### EXERCICE PROPOSÉ A
Retranscrivez l'extrait à lire dans son intégralité, sans rien y modifier.

### EXTRAIT À LIRE
Carmen-G. Sanchez : Comment fait-on justement, quand on est gestionnaire dans notre département, par exemple si je me mets dans un contexte manufacturier et qu’on gère une certaine taille d’équipe et qu’on le voit l’importance, on le vit de l’intérieur, mais que ça ne se traduit pas au sein de notre organisation, comment est-ce qu’on peut s’y prendre pour commencer à cheminer vers une culture qui va être davantage centrée sur sur l’humain, sur les employés qui composent l’entreprise?

### EXTRAITS DE DONNÉES
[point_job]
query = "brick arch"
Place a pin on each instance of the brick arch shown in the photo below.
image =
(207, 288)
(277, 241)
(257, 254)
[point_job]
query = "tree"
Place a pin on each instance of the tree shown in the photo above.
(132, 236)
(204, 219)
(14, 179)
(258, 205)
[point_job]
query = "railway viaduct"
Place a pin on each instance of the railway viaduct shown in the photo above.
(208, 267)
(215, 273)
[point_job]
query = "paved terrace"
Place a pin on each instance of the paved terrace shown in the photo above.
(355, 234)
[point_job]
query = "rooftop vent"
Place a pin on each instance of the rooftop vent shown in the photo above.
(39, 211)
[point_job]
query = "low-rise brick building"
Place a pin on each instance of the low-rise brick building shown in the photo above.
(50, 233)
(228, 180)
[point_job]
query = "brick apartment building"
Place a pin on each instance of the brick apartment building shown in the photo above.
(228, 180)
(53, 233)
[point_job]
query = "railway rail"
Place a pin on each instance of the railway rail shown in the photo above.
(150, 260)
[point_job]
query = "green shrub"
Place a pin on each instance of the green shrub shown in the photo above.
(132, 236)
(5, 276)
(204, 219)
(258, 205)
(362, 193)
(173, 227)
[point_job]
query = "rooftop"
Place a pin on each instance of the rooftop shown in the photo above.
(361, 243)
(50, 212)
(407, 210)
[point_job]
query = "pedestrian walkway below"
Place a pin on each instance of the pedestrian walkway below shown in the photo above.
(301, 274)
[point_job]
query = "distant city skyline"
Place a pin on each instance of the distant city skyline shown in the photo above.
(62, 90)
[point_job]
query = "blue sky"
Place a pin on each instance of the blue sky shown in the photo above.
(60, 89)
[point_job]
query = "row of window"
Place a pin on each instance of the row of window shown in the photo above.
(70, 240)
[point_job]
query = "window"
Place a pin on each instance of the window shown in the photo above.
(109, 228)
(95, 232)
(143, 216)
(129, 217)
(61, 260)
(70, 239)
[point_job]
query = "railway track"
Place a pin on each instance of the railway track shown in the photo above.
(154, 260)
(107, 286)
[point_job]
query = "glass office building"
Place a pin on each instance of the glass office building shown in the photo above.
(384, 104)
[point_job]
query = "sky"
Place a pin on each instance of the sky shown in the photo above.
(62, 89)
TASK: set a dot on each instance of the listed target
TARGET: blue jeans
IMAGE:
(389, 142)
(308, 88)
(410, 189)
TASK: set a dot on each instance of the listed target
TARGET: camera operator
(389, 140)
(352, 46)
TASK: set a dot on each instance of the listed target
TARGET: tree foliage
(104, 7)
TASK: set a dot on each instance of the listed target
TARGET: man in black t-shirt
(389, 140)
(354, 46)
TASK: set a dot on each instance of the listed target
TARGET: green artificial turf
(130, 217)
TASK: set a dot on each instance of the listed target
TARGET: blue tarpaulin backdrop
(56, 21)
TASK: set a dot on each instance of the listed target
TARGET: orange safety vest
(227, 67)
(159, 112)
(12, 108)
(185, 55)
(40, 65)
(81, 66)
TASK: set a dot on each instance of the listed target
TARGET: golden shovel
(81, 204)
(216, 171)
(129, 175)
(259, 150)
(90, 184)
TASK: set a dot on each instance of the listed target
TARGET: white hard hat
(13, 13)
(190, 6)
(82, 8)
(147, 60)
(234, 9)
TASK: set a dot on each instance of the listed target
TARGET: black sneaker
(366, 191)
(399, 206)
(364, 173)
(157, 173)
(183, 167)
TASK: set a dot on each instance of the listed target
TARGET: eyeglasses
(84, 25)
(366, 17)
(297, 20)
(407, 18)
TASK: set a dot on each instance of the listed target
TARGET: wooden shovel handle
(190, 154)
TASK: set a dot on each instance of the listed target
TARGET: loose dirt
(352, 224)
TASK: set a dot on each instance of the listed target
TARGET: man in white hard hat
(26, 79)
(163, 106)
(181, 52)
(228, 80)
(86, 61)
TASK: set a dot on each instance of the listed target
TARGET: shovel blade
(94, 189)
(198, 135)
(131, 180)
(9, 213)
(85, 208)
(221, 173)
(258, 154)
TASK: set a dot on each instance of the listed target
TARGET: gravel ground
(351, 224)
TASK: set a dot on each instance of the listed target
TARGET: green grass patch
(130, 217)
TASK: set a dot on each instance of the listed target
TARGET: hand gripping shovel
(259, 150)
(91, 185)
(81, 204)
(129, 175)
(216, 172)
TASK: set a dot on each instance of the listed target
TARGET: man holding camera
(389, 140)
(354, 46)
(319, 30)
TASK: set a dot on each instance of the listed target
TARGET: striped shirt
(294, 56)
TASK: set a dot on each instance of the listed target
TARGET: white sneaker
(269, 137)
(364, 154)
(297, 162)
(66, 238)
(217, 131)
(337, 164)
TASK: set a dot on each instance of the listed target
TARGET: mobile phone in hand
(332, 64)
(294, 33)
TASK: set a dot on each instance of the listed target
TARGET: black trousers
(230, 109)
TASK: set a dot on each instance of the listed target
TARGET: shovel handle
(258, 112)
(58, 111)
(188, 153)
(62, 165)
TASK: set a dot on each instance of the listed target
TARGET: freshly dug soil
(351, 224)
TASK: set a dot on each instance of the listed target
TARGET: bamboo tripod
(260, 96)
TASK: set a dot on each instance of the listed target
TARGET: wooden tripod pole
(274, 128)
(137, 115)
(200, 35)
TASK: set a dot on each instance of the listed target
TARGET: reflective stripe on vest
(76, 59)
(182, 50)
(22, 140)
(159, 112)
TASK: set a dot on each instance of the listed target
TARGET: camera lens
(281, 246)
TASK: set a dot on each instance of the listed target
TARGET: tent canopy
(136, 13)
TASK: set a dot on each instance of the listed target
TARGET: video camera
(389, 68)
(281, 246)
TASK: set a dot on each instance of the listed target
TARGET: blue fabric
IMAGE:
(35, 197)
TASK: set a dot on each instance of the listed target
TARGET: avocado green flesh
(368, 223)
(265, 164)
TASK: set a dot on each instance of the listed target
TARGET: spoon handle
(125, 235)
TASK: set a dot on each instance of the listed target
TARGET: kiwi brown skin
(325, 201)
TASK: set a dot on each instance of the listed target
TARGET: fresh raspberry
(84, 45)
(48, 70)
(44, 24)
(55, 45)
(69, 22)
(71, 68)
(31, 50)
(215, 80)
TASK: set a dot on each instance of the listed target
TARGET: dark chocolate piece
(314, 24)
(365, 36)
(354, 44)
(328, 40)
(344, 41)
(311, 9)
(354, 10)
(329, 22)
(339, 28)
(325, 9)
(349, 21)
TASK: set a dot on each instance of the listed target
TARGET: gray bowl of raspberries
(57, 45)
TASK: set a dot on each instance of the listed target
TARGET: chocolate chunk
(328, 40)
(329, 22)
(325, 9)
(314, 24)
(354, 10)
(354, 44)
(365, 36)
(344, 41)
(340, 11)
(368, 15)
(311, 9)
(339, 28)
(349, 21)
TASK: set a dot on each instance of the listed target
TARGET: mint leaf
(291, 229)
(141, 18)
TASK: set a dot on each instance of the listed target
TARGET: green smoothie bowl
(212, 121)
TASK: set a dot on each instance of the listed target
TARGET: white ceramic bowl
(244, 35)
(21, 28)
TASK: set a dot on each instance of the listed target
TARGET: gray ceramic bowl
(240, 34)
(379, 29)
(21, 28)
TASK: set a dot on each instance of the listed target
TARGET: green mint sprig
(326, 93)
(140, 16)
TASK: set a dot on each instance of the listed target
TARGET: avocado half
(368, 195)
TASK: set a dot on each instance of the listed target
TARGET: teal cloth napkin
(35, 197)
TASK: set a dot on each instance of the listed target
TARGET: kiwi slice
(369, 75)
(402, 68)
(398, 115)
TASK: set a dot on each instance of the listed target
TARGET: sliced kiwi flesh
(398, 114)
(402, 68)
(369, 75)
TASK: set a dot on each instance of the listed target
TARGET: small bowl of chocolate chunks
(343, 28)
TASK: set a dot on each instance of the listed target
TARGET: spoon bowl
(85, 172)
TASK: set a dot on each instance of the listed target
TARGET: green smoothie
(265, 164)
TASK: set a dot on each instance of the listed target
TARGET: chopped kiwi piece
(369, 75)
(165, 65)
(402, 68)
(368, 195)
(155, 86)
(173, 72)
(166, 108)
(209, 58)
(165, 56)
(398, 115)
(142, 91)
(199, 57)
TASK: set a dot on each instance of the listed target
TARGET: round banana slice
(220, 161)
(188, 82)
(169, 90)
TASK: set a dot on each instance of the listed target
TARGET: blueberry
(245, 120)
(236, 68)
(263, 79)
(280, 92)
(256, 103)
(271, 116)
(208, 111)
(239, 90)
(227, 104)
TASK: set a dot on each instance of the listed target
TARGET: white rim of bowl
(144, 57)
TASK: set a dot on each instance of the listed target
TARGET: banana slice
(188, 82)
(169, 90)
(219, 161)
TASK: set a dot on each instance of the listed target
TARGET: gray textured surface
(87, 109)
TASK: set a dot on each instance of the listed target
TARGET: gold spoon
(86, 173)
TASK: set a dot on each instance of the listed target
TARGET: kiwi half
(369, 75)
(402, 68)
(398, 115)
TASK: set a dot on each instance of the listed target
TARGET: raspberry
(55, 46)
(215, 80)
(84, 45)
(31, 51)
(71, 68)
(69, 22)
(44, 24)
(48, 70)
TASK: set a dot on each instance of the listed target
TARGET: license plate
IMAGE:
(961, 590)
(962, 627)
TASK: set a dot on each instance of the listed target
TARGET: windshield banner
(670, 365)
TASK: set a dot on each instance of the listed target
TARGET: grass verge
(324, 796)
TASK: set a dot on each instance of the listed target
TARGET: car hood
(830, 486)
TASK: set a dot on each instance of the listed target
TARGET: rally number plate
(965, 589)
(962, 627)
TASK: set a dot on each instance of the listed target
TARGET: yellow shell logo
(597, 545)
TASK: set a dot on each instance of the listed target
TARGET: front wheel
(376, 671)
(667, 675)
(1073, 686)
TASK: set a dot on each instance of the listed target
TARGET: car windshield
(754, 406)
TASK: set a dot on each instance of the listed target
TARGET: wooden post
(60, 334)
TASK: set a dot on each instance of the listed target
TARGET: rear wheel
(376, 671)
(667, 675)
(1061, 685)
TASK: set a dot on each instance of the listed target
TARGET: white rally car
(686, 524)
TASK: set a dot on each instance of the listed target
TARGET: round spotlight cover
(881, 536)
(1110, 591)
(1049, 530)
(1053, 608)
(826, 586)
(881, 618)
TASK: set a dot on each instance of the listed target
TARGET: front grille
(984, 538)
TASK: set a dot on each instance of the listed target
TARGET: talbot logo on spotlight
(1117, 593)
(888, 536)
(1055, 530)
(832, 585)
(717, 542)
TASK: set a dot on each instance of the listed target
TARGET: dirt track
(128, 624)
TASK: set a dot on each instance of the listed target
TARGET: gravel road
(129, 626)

### EXERCICE PROPOSÉ B
Déterminez combien de lignes des enregistrements contiennent la chaîne « gray », en tenant compte de la casse, et indiquez uniquement ce nombre.

### RÉPONSE ATTENDUE A
Carmen-G. Sanchez : Comment fait-on justement, quand on est gestionnaire dans notre département, par exemple si je me mets dans un contexte manufacturier et qu’on gère une certaine taille d’équipe et qu’on le voit l’importance, on le vit de l’intérieur, mais que ça ne se traduit pas au sein de notre organisation, comment est-ce qu’on peut s’y prendre pour commencer à cheminer vers une culture qui va être davantage centrée sur sur l’humain, sur les employés qui composent l’entreprise?

### RÉPONSE ATTENDUE B
3